Given passage below:
*The Story of God

Robert Winston

Bantam Press, 2005 , 353pp ,£18.99 , ISBN 0593 05493 8

Reviewed by Max Payne

Perspectives on God
For a long time scientists with broad interests have been writing better books on philosophy than professional academic philosophers. The same would now seem to be case in Theology too. Robert Winston is a human fertility expert, a TV presenter, but also a widely read polymath. He is an orthodox Jew, but he regards the rituals and beliefs of his own religion with almost the same sympathetic detachment as Zoroastrianism. He begins by saying that religion is to God as technology is to science. The pursuit of truth in science is an ultimate good, but its practical application in technology can be good or bad, the comforts and achievements of modern society, and pollution, destruction of the environment and atom bombs.

In the same way God is the ultimate reality of what is, but the worship of God can lead to compassion and enlightenment, or intolerance, fanaticism and obscurantism. If he had followed this insight to its limits, the result would have been a great book, not a merely interesting one. As it is, he describes the rise of the God idea from its beginnings at the dawn of human consciousness to its apogee in the three great monotheistic religions of Judaism, Christianity , and Islam . On the way he examines, and courteously dismisses, various currently fashionable attempts to explain religion away. There may be a centre in the brain which becomes aroused in spiritual experiences. Indeed the gene for it may be generally present. Alternatively organised religion is a powerful means of achieving social unity and discipline. Winston argues that all these theories may be half truths, but none explain the power and importance of religious belief to those who have it.
End of Given passage.
Records shown below:
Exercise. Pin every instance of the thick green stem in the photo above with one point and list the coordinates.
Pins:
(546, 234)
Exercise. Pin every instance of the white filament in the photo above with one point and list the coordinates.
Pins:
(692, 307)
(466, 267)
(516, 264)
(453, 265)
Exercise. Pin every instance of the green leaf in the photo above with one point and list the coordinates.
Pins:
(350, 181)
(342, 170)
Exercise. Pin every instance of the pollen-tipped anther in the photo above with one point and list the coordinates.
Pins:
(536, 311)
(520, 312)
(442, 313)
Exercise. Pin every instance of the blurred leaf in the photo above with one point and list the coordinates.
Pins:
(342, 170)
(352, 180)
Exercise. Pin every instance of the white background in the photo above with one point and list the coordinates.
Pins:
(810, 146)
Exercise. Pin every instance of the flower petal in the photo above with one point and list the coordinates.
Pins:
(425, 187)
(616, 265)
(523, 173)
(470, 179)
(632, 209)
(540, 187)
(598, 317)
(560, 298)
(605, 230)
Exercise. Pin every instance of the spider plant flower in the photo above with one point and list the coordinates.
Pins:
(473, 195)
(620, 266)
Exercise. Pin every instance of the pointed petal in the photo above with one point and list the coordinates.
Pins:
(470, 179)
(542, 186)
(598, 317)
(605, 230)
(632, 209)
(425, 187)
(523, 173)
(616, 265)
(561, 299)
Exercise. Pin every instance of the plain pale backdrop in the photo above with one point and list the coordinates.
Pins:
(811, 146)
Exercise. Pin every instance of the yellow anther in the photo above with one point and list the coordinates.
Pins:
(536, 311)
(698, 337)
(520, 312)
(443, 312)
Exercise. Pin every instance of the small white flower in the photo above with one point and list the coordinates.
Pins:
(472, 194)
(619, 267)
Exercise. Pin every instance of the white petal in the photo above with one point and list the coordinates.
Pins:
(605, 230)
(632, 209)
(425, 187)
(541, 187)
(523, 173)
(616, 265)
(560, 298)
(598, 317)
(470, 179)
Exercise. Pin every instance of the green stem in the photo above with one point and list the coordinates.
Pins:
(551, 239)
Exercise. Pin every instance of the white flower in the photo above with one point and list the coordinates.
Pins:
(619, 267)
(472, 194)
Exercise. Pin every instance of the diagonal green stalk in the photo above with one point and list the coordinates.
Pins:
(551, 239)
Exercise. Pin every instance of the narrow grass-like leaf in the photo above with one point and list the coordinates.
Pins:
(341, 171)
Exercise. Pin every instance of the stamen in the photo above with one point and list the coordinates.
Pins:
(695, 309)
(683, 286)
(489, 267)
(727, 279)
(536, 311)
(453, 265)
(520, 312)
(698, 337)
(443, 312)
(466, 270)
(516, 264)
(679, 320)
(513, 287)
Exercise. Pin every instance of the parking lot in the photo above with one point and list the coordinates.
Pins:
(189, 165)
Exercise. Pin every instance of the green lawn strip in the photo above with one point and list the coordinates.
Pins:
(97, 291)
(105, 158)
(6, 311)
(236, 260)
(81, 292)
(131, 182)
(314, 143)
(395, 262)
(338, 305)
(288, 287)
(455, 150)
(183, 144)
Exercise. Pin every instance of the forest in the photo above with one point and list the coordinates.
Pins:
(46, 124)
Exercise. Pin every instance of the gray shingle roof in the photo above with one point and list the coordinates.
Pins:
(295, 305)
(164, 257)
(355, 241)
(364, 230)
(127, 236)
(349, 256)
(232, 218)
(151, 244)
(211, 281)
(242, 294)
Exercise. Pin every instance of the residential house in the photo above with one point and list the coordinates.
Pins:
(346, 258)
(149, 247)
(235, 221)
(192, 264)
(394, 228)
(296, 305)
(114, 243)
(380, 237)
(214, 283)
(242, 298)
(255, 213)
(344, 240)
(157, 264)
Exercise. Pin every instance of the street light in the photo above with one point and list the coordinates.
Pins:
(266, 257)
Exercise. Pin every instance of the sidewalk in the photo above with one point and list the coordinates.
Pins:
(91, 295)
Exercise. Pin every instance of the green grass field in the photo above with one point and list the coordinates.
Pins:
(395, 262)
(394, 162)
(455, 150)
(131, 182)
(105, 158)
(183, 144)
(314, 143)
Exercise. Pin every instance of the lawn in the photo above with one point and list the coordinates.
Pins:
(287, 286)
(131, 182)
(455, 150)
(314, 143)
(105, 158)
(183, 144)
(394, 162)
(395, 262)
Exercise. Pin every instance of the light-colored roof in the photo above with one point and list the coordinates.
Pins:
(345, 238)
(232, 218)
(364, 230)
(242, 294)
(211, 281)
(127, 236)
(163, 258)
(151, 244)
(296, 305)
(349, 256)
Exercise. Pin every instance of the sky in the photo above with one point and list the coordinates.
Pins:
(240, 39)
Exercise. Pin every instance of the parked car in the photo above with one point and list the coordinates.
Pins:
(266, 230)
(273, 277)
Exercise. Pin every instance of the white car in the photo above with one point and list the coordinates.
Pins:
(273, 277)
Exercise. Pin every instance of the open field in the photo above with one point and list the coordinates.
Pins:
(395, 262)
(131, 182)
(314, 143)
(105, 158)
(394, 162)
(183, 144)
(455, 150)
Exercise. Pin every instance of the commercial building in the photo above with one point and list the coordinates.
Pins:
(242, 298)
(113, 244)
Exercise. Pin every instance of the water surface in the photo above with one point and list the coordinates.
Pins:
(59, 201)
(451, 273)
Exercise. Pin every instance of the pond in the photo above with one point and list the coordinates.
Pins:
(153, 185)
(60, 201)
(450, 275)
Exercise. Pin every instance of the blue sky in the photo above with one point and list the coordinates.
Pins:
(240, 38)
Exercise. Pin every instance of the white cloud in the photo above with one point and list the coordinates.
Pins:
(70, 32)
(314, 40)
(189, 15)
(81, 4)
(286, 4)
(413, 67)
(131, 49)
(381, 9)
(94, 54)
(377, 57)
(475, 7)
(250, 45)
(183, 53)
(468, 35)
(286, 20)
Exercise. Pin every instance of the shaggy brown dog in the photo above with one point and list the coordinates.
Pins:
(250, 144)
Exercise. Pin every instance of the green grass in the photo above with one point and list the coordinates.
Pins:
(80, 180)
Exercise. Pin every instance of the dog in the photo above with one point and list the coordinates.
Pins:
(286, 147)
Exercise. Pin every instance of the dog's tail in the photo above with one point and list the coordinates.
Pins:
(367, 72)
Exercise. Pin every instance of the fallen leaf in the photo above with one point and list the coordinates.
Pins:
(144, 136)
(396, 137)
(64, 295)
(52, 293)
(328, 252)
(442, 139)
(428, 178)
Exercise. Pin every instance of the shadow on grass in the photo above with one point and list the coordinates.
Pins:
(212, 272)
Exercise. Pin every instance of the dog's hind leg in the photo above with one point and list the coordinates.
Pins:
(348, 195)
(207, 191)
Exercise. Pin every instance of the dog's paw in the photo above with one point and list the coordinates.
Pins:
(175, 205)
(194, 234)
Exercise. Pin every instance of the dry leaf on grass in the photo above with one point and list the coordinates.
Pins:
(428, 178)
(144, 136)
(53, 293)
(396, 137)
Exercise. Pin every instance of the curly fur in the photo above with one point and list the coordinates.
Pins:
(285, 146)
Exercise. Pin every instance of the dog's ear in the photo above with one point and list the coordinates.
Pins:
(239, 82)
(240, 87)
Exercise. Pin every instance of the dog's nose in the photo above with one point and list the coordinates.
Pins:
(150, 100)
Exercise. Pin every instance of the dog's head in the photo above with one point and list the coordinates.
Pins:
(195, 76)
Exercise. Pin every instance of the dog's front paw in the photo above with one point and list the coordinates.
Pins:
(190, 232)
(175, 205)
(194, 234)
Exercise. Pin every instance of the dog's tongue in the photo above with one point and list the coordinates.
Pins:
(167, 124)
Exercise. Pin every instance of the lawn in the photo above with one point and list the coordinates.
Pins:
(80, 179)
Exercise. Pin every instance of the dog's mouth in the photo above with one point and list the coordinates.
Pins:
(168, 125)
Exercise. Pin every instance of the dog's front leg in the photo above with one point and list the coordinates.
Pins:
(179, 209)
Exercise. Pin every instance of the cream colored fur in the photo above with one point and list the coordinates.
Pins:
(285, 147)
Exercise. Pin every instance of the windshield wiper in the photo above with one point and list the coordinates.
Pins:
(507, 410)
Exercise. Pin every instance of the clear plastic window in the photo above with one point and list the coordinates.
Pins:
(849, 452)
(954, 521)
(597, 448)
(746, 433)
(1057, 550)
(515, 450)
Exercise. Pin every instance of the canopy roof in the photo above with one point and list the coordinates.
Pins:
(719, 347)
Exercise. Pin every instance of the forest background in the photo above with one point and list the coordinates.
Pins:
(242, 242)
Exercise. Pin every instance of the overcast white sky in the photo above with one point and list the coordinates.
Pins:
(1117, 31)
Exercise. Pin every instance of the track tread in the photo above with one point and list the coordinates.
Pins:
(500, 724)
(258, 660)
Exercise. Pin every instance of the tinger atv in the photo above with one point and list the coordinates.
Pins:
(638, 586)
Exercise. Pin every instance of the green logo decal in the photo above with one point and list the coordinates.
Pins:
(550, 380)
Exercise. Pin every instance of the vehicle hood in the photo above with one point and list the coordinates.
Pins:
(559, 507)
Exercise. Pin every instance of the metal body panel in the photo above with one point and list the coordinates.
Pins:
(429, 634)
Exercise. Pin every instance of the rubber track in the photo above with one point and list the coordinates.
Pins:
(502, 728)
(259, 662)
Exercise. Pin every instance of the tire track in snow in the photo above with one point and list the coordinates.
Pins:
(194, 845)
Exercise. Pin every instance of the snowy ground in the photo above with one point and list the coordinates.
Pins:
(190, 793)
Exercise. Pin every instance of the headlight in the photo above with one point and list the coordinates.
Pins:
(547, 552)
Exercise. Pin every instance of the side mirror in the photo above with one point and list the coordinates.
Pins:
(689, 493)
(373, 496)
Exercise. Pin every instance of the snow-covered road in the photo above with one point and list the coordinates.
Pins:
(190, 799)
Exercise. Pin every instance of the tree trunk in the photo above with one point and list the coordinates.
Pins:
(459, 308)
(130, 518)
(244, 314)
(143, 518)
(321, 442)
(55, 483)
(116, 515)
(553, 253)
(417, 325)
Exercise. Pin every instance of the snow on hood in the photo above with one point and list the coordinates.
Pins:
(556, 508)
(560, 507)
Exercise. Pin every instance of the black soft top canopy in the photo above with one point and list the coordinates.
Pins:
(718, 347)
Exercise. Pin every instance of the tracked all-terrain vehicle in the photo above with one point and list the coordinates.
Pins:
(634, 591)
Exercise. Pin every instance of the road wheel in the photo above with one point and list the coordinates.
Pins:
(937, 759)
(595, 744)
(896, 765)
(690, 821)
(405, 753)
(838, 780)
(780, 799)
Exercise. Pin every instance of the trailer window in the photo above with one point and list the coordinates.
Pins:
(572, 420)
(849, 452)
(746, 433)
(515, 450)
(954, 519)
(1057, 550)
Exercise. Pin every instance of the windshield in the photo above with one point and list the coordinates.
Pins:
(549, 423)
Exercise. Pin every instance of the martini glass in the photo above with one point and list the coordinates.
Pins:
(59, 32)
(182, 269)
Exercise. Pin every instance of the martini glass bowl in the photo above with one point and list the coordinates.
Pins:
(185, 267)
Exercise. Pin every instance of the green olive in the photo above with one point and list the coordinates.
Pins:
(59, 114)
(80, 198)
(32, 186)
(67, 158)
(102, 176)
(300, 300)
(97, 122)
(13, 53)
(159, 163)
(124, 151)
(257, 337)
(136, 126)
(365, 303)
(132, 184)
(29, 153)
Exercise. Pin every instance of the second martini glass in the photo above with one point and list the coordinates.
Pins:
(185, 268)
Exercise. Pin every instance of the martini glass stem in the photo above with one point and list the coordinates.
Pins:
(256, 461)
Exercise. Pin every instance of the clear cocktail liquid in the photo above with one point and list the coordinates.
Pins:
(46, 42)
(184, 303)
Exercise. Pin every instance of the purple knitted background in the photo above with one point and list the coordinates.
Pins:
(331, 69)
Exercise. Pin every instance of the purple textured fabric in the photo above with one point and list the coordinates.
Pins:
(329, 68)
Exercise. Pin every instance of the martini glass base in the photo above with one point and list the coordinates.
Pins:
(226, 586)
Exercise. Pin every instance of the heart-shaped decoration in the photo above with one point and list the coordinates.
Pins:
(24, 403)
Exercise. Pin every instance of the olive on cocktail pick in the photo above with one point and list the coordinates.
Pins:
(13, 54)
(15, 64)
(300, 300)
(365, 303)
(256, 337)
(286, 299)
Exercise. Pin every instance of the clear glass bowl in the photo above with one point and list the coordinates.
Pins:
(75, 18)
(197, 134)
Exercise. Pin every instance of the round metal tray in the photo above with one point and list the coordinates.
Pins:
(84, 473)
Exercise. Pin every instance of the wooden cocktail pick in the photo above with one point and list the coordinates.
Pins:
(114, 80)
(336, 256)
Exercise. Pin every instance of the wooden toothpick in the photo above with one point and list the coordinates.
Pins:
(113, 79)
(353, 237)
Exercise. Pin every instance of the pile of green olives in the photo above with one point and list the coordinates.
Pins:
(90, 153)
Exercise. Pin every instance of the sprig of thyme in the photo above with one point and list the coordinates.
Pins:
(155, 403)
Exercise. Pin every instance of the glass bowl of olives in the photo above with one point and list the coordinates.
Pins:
End of Records shown.
Questions on the material:
1 - Please mark each statement (a), (b), (c) yes or no according to the review of The Story of God, and quote the exact words of the review that decide it. (a) Winston is an orthodox Jew. (b) The reviewer judges the book to be a great one. (c) Winston treats the theory of a brain centre for spiritual experience as a full explanation of religious belief.
2 - Carry on the review of The Story of God from its last sentence.
You can set the data aside.

Responses by item number:
1 -
(a) Yes: "He is an orthodox Jew"
(b) No: "If he had followed this insight to its limits, the result would have been a great book, not a merely interesting one."
(c) No: "Winston argues that all these theories may be half truths, but none explain the power and importance of religious belief to those who have it."

2 -
His account of the complex strands within Judaism will be an education to many who take a rather simple minded view of that religion, though devotees of the Kabbalah might regret that their perspective was not given a fuller coverage. The potted account of Islam is very sympathetic, and might be recommended as compulsory reading for today’s politicians. He tackles the difficult topic of the rise of Christianity with clarity and does some justice to the deep theological questions which arise, Yet the tension between the Jesus of history and the Christ of faith may be deeper than he allows, and there is always the point of view that asserts that St. Paul was the real founder of Christianity - he coined the word "Christ" after all. The evolution from the man chosen by God, to the Son of God, and on to God the Son took centuries and was bitterly contested.

In order the grasp the total story of God Winston rightly gives much space to the ecstatic visionaries on the fringes of the great religions and the fanatical fundamentalists in the rearguard. He ranges from Evangelical snake cults in Kentucky to Hasidic seers in mediaeval Poland, and leaves one with the feeling that in its persecution of heretics the Inquisition did have at least a little point. He obviously has the feeling that somewhere within all religions there is the straight line which points towards God. He almost gets to the point of enunciating this, but not quite. He observes that in the Upanishads the Brahman is that which is beyond all Gods. In the Middle Ages the mystic Meister Eckhart talked of the "Godhead" beyond God. However the possibility that the God of the 3 monotheistic religions is a human concretisation of something beyond is not considered, and Eastern religion is given but a cursory mention. This is a pity, because a fuller comparative analysis of religion Eastern and Western might have raised more clearly some key questions. How necessary is the crystallisation of spiritual experience into religions, dogmas, rituals and scriptures ? Having crystallised how far does religion help or hinder the quest into a deeper spiritual reality ? There are paradoxes here waiting to be unravelled.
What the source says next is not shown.